Source passage:
Posted: 4/17/2023

Combustion and Fire Systems

The Combustion and Fire Systems program is part of the Transport Phenomena cluster, which also includes 1) the Fluid Dynamics program; 2) the Particulate and Multiphase Processes program; and 3) the Thermal Transport Processes program.

The goal of the Combustion and Fire Systems program is to create new knowledge to support advances in clean energy, climate change mitigation, a cleaner environment and public safety.

The program endeavors to create fundamental scientific knowledge that is needed for safe, clean and useful combustion applications and for mitigating the effects of fire. The program aims to identify and understand the controlling basic principles and to use that knowledge to create predictive capabilities for designing and optimizing practical combustion devices and understanding fire.

Important outcomes for this program include:

  • broad-based tools — experimental, theoretical, and computational — that can be applied to a variety of problems in combustion technologies and fire;
  • science and technology for clean and efficient generation of power;
  • discoveries that enable clean environments (for example, by reduction in combustion-generated pollutants); and
  • enhanced public safety and climate change mitigation through research on wildland and building fire growth, inhibition, and suppression.

Requirement 1: In the program description, shorten the paragraph that begins "The program endeavors to create" while keeping its main facts.
Requirement 2: Extend the Combustion and Fire Systems program description from the point where it stops.

Data supplied:
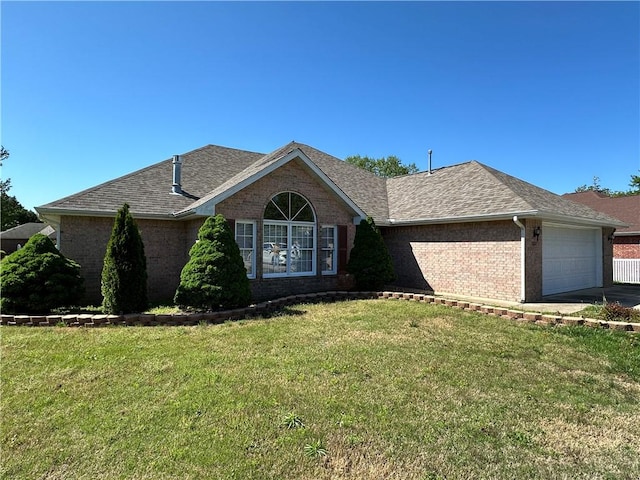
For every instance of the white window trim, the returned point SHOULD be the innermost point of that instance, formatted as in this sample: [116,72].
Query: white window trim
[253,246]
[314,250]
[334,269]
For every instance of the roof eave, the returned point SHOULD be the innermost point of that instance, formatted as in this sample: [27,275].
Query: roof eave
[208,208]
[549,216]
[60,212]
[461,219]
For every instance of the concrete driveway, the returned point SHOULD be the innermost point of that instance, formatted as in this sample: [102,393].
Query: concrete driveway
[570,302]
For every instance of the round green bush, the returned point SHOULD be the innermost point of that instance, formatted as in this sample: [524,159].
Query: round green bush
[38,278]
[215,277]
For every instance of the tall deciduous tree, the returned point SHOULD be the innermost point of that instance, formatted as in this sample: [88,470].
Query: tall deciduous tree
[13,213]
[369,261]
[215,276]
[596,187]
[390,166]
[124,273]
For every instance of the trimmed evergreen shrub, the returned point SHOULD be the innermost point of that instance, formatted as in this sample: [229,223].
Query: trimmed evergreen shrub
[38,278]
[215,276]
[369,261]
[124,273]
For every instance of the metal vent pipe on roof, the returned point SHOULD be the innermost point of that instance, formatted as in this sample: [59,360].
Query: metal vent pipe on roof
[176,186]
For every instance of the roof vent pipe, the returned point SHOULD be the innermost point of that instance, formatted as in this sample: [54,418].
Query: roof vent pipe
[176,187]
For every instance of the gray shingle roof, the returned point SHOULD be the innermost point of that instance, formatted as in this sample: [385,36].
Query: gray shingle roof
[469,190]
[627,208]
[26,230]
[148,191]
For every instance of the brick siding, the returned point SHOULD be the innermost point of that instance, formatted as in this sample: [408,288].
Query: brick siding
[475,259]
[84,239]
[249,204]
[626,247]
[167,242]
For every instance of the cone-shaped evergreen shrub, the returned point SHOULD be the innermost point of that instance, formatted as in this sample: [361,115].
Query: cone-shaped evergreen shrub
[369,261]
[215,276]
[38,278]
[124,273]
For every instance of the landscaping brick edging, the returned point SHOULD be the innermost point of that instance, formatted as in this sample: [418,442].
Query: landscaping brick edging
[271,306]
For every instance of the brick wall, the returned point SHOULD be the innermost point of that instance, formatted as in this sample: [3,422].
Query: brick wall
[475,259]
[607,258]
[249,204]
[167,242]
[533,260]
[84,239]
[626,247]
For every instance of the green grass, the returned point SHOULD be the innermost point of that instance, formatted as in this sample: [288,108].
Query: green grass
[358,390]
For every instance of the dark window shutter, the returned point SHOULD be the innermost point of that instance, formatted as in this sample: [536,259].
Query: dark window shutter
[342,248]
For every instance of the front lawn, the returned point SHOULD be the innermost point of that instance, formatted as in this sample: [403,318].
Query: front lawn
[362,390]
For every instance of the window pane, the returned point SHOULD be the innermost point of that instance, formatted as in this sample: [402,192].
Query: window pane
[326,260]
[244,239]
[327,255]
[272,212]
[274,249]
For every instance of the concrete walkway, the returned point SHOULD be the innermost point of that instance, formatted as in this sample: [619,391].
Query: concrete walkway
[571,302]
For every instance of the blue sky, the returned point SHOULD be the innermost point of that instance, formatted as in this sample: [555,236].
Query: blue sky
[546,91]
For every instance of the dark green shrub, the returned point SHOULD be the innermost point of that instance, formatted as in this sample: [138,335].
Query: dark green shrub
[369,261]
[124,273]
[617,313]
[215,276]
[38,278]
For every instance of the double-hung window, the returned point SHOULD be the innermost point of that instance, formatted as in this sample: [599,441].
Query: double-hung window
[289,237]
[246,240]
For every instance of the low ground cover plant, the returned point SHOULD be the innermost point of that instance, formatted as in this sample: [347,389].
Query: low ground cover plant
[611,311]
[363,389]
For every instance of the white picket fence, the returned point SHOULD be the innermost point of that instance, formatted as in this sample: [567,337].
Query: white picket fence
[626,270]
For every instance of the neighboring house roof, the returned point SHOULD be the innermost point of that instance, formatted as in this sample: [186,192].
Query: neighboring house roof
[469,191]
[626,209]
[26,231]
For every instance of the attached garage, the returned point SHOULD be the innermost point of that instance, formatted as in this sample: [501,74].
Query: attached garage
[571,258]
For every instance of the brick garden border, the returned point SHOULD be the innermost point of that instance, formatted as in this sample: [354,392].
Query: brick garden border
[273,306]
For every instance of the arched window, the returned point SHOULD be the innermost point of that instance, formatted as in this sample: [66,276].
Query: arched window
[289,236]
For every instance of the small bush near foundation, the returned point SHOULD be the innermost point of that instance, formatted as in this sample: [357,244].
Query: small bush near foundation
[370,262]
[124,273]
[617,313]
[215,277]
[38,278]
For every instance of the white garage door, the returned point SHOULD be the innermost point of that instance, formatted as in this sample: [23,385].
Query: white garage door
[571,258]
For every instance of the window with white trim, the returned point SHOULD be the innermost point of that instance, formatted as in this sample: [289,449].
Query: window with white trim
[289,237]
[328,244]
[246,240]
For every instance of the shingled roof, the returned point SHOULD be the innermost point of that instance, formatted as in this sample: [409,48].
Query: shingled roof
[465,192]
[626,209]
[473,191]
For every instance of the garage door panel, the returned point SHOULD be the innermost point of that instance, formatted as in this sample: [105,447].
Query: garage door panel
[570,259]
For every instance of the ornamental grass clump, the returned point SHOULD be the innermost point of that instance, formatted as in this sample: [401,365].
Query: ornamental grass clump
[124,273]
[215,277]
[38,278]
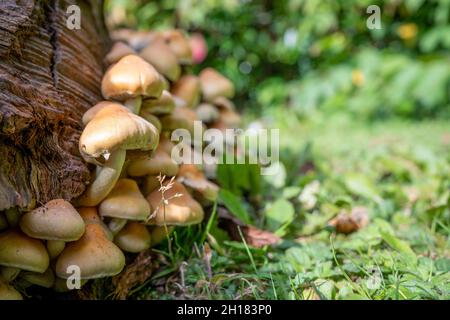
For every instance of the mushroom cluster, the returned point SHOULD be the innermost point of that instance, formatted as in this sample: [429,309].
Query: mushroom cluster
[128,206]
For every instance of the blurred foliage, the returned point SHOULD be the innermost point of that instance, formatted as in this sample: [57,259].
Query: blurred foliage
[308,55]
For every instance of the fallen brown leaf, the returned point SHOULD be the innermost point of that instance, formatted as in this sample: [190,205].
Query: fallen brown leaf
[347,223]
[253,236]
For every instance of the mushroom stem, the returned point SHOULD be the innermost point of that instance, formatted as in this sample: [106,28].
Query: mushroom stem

Task answer 1: The program seeks the fundamental scientific knowledge needed for safe, clean and useful combustion applications and for mitigating fire's effects. It aims to identify and understand the controlling basic principles, then use them to build predictive capabilities for designing and optimizing practical combustion devices and for understanding fire.

Task answer 2:
Full Proposal Accepted Anytime


Areas of Interest

Research areas of interest for this program include:

  • Basic combustion science: Combustion of gas, liquid, and solid fuels over a broad range of temperatures, pressures, and compositions; combustion at supercritical conditions; advanced propulsion concepts; flame synthesis of materials; integration of fuel design and combustion; control of reaction pathways; development of chemical kinetics models, analytical and numerical predictive methods, and advanced diagnostic tools.
  • Combustion science related to clean energy: Increasing efficiency and reducing pollution; production and use of renewable and/or carbon-free fuels; biomass pyrolysis, gasification, and oxidation; technologies such as oxy-fuel combustion and chemical looping combustion for carbon capture.
  • Fire prevention: Improved understanding of building and wildland fires to prevent their spread, inhibit their growth, and suppress them; prediction and mitigation of fires in the wildland-urban interface.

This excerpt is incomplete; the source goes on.